Exercise description - In the rows below, format everything from the line containing "Indicate the cheek" down to the line containing "[(230, 124), (146, 112)]", both included, as a numbered list with blank lines omitted. Include no other lines.

++++++++

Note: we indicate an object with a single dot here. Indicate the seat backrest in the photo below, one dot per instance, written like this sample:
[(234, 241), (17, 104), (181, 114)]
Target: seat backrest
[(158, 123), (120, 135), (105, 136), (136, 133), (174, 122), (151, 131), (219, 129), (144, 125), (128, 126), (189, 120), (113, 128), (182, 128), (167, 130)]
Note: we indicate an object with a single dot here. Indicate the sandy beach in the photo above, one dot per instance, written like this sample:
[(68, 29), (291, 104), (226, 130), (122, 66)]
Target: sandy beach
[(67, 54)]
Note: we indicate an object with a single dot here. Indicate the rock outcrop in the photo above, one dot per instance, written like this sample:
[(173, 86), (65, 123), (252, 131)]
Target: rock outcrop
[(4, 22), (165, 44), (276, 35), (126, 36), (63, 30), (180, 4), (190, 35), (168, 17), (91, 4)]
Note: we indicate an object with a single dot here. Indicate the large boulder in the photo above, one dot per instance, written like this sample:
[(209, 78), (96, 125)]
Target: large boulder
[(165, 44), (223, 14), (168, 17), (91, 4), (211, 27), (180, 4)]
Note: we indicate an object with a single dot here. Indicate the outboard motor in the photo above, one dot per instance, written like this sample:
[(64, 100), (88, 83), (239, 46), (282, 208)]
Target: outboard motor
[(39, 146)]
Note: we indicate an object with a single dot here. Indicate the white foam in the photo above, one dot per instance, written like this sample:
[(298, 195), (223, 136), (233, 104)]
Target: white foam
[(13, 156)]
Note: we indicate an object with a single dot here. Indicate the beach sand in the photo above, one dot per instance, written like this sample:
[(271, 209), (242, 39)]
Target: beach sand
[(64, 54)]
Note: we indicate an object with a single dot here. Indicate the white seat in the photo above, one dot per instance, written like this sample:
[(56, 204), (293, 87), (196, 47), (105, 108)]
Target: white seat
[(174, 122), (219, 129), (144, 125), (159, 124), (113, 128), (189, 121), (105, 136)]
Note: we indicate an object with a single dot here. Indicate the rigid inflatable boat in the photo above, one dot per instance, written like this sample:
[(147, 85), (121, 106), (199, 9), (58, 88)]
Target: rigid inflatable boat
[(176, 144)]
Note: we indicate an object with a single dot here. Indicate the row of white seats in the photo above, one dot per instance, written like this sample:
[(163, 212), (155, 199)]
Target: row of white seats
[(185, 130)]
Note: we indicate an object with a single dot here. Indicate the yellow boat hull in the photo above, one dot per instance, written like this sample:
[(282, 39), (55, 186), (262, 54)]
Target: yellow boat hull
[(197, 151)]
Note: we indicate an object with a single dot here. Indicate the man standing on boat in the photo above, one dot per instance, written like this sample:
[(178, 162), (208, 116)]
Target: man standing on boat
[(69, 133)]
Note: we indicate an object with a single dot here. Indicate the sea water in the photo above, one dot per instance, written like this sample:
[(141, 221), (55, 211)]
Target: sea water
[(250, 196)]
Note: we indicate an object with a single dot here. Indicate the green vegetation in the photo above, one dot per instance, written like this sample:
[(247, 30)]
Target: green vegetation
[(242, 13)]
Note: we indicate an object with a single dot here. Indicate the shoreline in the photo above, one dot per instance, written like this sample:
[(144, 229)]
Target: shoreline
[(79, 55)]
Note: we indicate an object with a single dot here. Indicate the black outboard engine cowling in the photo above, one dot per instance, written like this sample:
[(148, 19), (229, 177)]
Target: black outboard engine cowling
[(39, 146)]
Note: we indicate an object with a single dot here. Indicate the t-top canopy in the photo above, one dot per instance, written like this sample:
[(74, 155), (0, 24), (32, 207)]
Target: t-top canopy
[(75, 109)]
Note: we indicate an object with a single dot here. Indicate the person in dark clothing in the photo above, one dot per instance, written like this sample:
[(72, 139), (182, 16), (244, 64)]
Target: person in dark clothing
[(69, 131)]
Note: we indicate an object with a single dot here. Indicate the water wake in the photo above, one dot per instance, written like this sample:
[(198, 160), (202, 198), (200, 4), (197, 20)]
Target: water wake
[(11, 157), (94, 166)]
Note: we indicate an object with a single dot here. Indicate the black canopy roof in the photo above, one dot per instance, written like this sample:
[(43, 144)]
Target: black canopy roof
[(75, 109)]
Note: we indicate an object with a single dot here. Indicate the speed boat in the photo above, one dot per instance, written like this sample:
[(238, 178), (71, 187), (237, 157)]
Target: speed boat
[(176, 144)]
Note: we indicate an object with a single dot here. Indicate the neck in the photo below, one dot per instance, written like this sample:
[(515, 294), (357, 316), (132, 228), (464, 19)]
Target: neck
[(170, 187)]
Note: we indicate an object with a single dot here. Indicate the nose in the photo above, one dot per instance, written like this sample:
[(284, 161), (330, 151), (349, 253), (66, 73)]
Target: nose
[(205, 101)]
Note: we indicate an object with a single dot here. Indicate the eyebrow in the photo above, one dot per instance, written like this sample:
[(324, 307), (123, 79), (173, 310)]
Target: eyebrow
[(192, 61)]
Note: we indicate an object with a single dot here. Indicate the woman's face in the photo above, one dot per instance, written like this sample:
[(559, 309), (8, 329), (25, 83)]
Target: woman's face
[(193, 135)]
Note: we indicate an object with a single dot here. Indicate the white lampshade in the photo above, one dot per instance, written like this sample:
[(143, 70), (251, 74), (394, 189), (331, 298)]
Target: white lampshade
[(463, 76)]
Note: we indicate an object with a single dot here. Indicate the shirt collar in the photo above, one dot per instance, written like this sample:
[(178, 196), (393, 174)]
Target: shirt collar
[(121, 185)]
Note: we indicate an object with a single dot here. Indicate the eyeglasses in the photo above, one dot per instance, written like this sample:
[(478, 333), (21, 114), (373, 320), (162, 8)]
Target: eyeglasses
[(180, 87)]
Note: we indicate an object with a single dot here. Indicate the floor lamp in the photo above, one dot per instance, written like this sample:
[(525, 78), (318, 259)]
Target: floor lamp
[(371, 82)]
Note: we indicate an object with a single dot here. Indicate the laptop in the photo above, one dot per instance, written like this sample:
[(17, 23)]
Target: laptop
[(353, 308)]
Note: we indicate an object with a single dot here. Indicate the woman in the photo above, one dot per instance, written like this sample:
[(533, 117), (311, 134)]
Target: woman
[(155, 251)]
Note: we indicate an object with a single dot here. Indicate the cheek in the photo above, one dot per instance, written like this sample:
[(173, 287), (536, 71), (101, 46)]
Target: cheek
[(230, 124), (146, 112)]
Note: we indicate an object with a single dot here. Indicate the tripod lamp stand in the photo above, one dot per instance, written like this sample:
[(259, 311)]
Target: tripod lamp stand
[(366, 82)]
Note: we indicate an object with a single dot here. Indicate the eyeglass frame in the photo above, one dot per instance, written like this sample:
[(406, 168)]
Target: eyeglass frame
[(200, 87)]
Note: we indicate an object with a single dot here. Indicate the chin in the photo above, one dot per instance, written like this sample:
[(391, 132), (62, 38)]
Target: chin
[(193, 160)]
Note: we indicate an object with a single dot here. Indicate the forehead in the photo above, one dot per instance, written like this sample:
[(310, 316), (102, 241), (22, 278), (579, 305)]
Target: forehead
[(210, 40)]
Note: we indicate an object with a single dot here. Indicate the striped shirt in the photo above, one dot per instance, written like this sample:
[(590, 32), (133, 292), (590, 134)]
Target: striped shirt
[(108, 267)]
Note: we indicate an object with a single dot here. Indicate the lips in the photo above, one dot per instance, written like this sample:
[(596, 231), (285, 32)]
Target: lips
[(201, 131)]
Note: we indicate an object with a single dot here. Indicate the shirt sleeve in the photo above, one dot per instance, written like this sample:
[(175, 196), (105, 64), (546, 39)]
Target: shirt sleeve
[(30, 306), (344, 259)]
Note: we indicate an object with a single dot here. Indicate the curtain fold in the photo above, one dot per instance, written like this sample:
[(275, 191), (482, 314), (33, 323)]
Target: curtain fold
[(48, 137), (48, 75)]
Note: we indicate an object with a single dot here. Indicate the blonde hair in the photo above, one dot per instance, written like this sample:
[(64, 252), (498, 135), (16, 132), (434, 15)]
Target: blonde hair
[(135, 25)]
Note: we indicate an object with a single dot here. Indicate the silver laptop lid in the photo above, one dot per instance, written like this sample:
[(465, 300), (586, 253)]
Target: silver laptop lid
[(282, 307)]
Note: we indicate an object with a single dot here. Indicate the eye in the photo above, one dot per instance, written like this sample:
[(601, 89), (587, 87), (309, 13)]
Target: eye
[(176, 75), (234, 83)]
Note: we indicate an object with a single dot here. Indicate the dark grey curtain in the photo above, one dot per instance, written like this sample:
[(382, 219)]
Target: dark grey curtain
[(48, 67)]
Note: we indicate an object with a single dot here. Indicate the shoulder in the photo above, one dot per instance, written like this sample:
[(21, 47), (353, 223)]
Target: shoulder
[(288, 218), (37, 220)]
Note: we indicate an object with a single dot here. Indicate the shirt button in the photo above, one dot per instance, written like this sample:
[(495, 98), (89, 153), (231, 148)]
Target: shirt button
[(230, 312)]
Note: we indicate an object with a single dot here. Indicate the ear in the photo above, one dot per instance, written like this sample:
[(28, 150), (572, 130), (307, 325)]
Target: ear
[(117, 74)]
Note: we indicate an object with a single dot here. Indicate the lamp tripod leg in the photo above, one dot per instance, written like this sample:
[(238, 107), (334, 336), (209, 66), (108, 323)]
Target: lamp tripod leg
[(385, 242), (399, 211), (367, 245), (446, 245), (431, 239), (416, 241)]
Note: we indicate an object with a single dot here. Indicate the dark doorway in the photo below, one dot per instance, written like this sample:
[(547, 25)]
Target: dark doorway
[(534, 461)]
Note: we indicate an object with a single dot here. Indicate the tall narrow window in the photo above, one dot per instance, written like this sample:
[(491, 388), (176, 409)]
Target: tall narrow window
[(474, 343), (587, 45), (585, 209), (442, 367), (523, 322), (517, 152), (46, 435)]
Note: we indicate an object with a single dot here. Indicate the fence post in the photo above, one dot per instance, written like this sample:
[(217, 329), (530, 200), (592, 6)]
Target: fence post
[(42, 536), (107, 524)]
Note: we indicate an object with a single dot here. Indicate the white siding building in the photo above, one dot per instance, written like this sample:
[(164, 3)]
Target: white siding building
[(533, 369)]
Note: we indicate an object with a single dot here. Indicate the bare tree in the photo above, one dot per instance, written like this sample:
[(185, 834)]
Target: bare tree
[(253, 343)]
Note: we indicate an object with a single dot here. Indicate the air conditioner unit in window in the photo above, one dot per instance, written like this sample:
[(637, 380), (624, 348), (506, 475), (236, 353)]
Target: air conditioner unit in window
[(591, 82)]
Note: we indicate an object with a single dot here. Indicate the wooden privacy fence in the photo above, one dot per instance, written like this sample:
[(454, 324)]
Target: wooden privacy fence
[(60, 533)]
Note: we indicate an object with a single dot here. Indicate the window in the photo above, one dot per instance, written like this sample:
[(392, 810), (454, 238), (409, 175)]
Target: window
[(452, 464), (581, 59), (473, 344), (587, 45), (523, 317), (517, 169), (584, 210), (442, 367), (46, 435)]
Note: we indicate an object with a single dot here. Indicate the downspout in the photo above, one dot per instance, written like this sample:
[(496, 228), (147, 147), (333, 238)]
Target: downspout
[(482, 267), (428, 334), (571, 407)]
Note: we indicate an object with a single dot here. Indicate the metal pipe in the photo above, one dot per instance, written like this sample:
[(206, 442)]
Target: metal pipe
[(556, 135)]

++++++++

Exercise solution -
1. Note: we indicate an object with a single dot here. Indicate the cheek in the photo above, one dot per instance, written like this sample:
2. [(173, 287), (536, 71), (101, 46)]
3. Target: cheek
4. [(230, 124), (146, 112)]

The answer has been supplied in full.